• **Brief 1**:
In the blackcurrant vitamin C article, transcribe the passage that begins with the words containing "Robert D. Hancock" and ends with "5DA, United Kingdom.".
• **Brief 2**:
In the blackcurrant vitamin C article, what effect did defoliation have on fruit AsA concentration?

• **Document segment**:
*****

Robert D. Hancock A C , Paul G. Walker A , Simon D. A. Pont A , Nicola Marquis A , Sebastian Vivera A , Sandra L. Gordon A , Rex M. Brennan A and Roberto Viola B
+ Author Affiliations
- Author Affiliations

A Scottish Crop Research Institute, Invergowrie, Dundee DD2 5DA, United Kingdom.

B IASMA, Via E. Mach, S. Michele all’Adige, I-38010, Trento, Italy.

C Corresponding author. Email: rob.hancock@scri.ac.uk

Functional Plant Biology 34(12) 1080-1091 https://doi.org/10.1071/FP07221
Submitted: 12 September 2007  Accepted: 22 October 2007   Published: 27 November 2007

Abstract

Blackcurrant (Ribes nigrum L.) is a widely grown commercial crop valued for its high vitamin C (l-ascorbic acid, AsA) content. In the present study, a systematic analysis of the mechanism of fruit AsA accumulation was undertaken. AsA accumulation occurred during fruit expansion and was associated with high in situ biosynthetic capacity via the l-galactose pathway and low rates of turnover. Cessation of AsA accumulation was associated with reduced biosynthesis and increased turnover. Translocation of AsA from photosynthetic or vegetative tissues contributed little to fruit AsA accumulation. Manipulation of substrate availability by defoliation had no effect on fruit AsA concentration but significantly reduced fruit yields. Supply of the AsA precursor l-galactono-1,4-lactone to intact, attached fruit transiently increased fruit AsA concentration which rapidly returned to control levels after removal of the compound. These data suggest strong developmental, metabolic and genetic control of AsA accumulation in blackcurrant fruit and indicate the potential for breeding high AsA cultivars.

*****

• **Recorded information**:

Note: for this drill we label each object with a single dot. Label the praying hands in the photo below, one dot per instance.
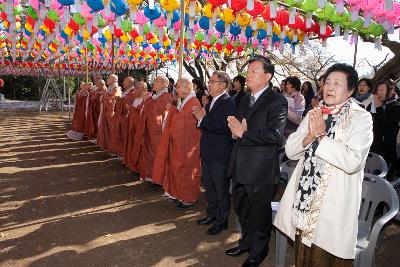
(237, 127)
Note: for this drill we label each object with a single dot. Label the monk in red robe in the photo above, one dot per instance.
(177, 162)
(153, 116)
(120, 118)
(79, 119)
(135, 110)
(104, 135)
(93, 109)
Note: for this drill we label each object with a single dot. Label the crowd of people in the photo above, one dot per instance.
(182, 136)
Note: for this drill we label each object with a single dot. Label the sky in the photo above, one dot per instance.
(344, 52)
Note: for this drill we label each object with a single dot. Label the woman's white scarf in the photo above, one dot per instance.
(315, 178)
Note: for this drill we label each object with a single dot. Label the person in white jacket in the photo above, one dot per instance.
(319, 208)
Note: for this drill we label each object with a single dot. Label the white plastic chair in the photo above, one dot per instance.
(376, 165)
(375, 190)
(286, 171)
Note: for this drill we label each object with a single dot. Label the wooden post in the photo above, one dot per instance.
(355, 51)
(112, 55)
(181, 36)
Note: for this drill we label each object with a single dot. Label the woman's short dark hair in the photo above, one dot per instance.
(294, 81)
(351, 74)
(241, 80)
(368, 82)
(322, 77)
(389, 86)
(199, 83)
(223, 76)
(267, 64)
(309, 85)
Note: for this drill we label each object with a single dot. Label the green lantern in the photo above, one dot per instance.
(53, 15)
(213, 39)
(309, 6)
(79, 19)
(358, 24)
(126, 25)
(327, 12)
(18, 10)
(100, 21)
(199, 36)
(376, 29)
(31, 12)
(146, 28)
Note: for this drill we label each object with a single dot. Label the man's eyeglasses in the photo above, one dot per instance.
(211, 82)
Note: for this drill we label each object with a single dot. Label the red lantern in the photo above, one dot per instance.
(282, 17)
(94, 30)
(49, 23)
(229, 46)
(299, 23)
(327, 33)
(118, 32)
(30, 20)
(258, 9)
(217, 3)
(134, 33)
(149, 36)
(238, 5)
(73, 25)
(266, 13)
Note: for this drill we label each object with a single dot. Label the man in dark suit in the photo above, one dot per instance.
(254, 163)
(215, 148)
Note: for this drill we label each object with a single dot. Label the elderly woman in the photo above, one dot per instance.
(319, 208)
(364, 96)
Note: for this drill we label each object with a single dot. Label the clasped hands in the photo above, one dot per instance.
(316, 126)
(198, 112)
(237, 127)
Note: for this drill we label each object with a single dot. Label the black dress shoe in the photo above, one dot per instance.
(235, 252)
(184, 206)
(205, 221)
(252, 262)
(216, 229)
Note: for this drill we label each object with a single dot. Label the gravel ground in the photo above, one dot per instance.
(66, 203)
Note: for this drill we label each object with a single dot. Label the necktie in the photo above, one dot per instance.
(252, 101)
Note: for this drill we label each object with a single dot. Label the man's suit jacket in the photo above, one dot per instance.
(216, 140)
(254, 158)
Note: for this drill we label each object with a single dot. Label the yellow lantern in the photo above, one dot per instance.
(139, 39)
(107, 35)
(275, 28)
(28, 27)
(227, 15)
(45, 29)
(68, 31)
(260, 23)
(169, 5)
(86, 35)
(196, 4)
(126, 37)
(243, 18)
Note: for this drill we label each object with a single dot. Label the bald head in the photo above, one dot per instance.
(97, 78)
(112, 79)
(101, 85)
(184, 87)
(128, 82)
(140, 89)
(160, 83)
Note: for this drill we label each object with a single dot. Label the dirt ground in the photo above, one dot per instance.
(68, 203)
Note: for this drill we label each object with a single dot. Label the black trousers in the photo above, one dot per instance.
(216, 185)
(253, 206)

*****

• **Task answer 1**:
Robert D. Hancock A C , Paul G. Walker A , Simon D. A. Pont A , Nicola Marquis A , Sebastian Vivera A , Sandra L. Gordon A , Rex M. Brennan A and Roberto Viola B
+ Author Affiliations
- Author Affiliations

A Scottish Crop Research Institute, Invergowrie, Dundee DD2 5DA, United Kingdom.

• **Task answer 2**:
Defoliation had no effect on fruit AsA concentration.